• [TEXTO FORNECIDO]
Na semana que passou, a imprensa nacional noticiou a sanção presidencial da Lei 11.340/2006, que cria mecanismos para coibir a violência doméstica e familiar contra a mulher. O dispositivo legal apresenta diversas inovações e, em alguns pontos, sensível avanço na agilização dos procedimentos cíveis. Contudo, na área criminal, a lei se apresenta como um retrocesso.
A nova lei aumenta a sanção penal para os crimes praticados com violência doméstica e familiar e dificulta a aplicação de penas alternativas. Além disto, afasta os mecanismos da Lei dos Juizados Especiais, Lei nº 9.099/95.
O Juizado Especial Criminal foi previsto na Constituição Federal e a partir de 1995 foi efetivamente implantado. Apresentou significativas mudanças no sistema judiciário e legal, em especial a busca da conciliação e aplicação de medidas não punitivas.
A conciliação civil, audiência em que as partes comparecem e discutem seus problemas, numa tentativa de restauração, tem se mostrado o mais eficaz dos instrumentos de pacificação social. Os envolvidos no delito expõem suas razões e o mediador apresenta soluções para resolver a lide. Há um processo de conscientização e de cidadania participativa. Houve uma quebra do paradigma dogmático da Justiça Penal tradicional, no qual o magistrado impõe a sanção independentemente da vontade e manifestação das partes.

• [DADOS DE ORIGEM]
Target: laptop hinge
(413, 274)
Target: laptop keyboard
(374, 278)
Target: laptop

• [QUESTÕES PARA RESPONDER]
a) Segundo o texto sobre a Lei 11.340/2006, a partir de que ano o Juizado Especial Criminal foi efetivamente implantado?
b) Liste todas as mudanças na área criminal que o texto sobre a Lei 11.340/2006 atribui à nova lei.
c) Por favor, dê continuidade ao texto sobre a Lei 11.340/2006 a partir do ponto em que ele termina.
Os itens vêm de outra fonte.

• [SUAS RESPOSTAS ESCRITAS]
a) A partir de 1995.

b)
- Aumenta a sanção penal para os crimes praticados com violência doméstica e familiar.
- Dificulta a aplicação de penas alternativas.
- Afasta os mecanismos da Lei dos Juizados Especiais (Lei nº 9.099/95).

c)
A aplicação de penas e medidas alternativas baseia-se no princípio da mínima intervenção do direito penal. Significa dizer: direito penal somente para os casos em que sua intervenção seja indispensável, imprescindível. A sanção penal é estigmatizante e traz severas conseqüências ao ser humano, num processo de exclusão e morte social. Para minorar este etiquetamento as penas e medidas alternativas foram estabelecidas. Além disso, não se pode deixar de considerar que a Justiça Penal tradicional exerce um papel de vitimização tanto em relação à vítima quanto ao desviante.
Focando estes dois pontos, sem exaurir as possíveis outras críticas, enxergamos na nova lei um retrocesso.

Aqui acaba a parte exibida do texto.